- [Requirement A]:
Please rewrite the stretch of the hackathon article from "News and Congratulations" through "and improve it.", substituting "wide range" for "multitude".
- [Requirement B]:
In the hackathon article, how much was the grand prize?

News and Congratulations
Hosted June 10-12 by Weill Cornell Medicine’s Clinical and Translational Science Center (CTSC), Entrepreneurship at Cornell, and NextJump, the Human Performance Hackathon brought together a multitude of professions – including doctors, entrepreneurs, medical students, engineers, computer scientists, and many others – from across the US and internationally. All came together with one goal in mind, to imagine the future of human performance and creating ways to enhance and improve it.
The event was held over three days and compromised of 18 teams formed, each working vigorously to come up with the best and most innovative idea that would help push human performance to the highest level. The reward for such hard work was a grand prize of $8,000, with a total of $25,000 for multiple awards. Mentored by almost 30 professionals, the teams worked late into the night and created as many working ideas as possible. There were creative breaks taken when respite was needed, including a pick-up game of basketball, a yoga Nidra session, and a dance-off among team members. Pictured below are participants taking a well-deserved break playing giant Uno.
The major goal of this Hackathon was to encourage participants through networking, mentorship, leadership, and skills building. With over 75 participants attending it allowed an environment to create authentic and meaningful connections amongst teams and mentors. Ideas were challenged and given the attention needed to help fully realize their concepts. One-on-one feedback was provided by the mentors who were leaders in their industries of academia, sports, medicine, technology, and the military. Participant I-Mei Liao stated she “left the event with a better understanding of the topic, new ideas, tools, friendship, inspirations, and a framework of work culture that I would like to build and pursue.” The Hackathon event provided workshops, lightning talks, and sessions built to help expand their tool set. The creators of the event wanted to ensure all participants walked away with the following key takeaways: strategies and tools for improving human performance, learning to scale cognitive bandwidth without burnout, and increased self-awareness.
Sponsors and supporters included Nextjump, where the event was held, Weill Cornell’s Clinical and Translational Science Center, and Entrepreneurship at Cornell. After beginning introductions participants could jump in with any ideas, or “pitches,” they had on how to increase human performance. Once pitches were completed, teams were formed, and ideas began to take flight. The first day went late into the night with participants filled with excitement and determination. Surrounded by the sleek and modern facilities of the event space the teams were inspired to work together and create. Teams consisted of an amalgamation of members at all different levels in their fields, bringing unique viewpoints to the working concepts.

- [Raw data]:
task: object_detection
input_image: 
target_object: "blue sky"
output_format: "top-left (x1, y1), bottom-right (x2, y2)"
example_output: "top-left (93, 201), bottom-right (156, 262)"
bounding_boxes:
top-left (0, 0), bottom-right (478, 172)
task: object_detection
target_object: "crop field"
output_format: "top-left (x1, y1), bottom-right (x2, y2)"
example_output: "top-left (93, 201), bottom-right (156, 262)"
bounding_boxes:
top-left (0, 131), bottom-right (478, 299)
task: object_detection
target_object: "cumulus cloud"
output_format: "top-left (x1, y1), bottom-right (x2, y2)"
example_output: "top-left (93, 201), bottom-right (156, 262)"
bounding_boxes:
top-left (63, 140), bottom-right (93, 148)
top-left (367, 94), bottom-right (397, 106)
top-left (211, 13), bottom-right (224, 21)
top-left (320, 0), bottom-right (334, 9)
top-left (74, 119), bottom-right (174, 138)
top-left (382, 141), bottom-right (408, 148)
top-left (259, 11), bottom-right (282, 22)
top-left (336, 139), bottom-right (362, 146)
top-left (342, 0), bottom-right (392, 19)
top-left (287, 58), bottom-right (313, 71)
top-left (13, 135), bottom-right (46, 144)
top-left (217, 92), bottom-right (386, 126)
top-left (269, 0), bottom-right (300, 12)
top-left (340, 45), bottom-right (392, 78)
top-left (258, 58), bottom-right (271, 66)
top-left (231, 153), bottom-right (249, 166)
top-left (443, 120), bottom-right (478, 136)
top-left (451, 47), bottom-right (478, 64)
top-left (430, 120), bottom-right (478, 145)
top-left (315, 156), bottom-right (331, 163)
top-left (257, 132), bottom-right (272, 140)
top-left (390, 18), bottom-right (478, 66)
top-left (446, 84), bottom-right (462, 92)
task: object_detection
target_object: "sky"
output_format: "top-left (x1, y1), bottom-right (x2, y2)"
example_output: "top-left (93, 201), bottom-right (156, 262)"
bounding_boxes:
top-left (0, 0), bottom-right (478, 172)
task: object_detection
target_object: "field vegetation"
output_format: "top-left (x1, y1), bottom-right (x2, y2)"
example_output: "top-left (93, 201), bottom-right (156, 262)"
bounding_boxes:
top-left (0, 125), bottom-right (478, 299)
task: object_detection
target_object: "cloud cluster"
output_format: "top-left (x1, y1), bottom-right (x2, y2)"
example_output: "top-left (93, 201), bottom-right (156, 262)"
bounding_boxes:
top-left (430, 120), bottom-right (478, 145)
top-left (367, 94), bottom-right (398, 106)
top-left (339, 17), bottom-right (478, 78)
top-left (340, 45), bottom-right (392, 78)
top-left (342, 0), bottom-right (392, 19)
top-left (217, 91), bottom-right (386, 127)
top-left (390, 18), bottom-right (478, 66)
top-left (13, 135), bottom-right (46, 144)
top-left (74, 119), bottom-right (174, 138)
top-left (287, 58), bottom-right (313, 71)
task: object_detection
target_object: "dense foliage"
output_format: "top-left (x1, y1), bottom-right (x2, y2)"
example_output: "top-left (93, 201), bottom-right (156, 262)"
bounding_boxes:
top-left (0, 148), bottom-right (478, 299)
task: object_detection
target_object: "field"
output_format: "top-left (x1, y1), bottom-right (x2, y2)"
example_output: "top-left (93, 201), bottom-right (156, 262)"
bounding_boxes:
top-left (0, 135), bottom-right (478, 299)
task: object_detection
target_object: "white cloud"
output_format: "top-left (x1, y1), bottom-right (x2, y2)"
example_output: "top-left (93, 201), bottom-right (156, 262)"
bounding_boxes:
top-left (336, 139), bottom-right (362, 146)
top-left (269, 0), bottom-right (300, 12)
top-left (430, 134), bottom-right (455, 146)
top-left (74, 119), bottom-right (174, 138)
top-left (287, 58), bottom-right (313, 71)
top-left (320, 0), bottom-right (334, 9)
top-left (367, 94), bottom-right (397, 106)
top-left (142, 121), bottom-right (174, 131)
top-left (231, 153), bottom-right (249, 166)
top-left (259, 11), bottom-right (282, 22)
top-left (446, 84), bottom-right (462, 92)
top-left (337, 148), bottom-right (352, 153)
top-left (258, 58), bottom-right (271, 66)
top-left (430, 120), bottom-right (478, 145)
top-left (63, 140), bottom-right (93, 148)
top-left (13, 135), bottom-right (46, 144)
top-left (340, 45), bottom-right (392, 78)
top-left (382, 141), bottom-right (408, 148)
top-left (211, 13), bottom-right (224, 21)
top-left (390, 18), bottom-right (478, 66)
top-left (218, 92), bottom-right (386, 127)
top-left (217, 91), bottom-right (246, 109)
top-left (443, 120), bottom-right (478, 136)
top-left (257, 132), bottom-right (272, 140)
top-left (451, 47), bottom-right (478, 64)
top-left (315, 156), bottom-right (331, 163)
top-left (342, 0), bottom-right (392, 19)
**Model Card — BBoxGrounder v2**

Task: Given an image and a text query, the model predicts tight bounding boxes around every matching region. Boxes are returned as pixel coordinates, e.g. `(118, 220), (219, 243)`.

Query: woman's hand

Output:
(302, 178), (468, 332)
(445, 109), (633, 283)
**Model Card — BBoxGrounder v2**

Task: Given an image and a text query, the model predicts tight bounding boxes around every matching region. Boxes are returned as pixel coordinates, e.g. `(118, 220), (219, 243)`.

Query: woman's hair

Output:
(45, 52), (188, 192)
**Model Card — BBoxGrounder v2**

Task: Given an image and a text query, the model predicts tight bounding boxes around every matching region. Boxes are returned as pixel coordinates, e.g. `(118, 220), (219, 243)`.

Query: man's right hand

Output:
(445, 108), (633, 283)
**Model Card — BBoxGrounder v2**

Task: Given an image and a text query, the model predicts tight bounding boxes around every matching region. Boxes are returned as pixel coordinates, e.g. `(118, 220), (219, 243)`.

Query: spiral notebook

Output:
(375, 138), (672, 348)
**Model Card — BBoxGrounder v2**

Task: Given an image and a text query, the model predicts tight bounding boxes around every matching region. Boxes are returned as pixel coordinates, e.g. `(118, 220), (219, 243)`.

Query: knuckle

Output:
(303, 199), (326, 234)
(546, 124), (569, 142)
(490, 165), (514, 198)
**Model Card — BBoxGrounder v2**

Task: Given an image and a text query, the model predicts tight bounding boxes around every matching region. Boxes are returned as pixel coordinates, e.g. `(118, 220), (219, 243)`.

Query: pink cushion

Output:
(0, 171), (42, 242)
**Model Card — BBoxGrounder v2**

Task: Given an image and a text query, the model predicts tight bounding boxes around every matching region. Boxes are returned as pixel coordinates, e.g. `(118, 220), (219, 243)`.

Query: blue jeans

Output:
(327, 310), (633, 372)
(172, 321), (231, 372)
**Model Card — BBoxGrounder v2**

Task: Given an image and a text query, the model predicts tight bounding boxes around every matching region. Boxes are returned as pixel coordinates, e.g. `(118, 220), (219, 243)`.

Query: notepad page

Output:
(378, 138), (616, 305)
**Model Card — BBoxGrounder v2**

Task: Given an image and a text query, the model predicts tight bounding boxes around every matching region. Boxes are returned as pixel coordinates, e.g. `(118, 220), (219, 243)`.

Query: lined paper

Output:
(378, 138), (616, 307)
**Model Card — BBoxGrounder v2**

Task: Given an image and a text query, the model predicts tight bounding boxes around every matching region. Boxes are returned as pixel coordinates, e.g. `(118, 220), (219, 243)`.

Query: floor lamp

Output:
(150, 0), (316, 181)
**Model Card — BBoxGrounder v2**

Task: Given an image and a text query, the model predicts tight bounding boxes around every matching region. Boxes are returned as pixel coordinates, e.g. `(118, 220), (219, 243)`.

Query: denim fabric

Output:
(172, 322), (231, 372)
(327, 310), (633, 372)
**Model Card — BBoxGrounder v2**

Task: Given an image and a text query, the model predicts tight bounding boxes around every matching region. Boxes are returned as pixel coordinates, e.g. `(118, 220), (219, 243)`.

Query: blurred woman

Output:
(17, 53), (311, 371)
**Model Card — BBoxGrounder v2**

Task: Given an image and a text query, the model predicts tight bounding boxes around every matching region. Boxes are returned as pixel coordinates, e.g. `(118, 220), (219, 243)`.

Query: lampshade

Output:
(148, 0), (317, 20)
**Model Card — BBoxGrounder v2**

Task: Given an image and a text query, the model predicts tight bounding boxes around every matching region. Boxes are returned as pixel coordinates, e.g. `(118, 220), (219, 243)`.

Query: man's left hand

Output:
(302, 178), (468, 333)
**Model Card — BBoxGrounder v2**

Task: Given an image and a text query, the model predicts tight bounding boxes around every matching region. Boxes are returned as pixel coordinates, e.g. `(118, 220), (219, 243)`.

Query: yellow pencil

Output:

- [Task response A]:
News and Congratulations
Hosted June 10-12 by Weill Cornell Medicine’s Clinical and Translational Science Center (CTSC), Entrepreneurship at Cornell, and NextJump, the Human Performance Hackathon brought together a wide range of professions – including doctors, entrepreneurs, medical students, engineers, computer scientists, and many others – from across the US and internationally. All came together with one goal in mind, to imagine the future of human performance and creating ways to enhance and improve it.

- [Task response B]:
$8,000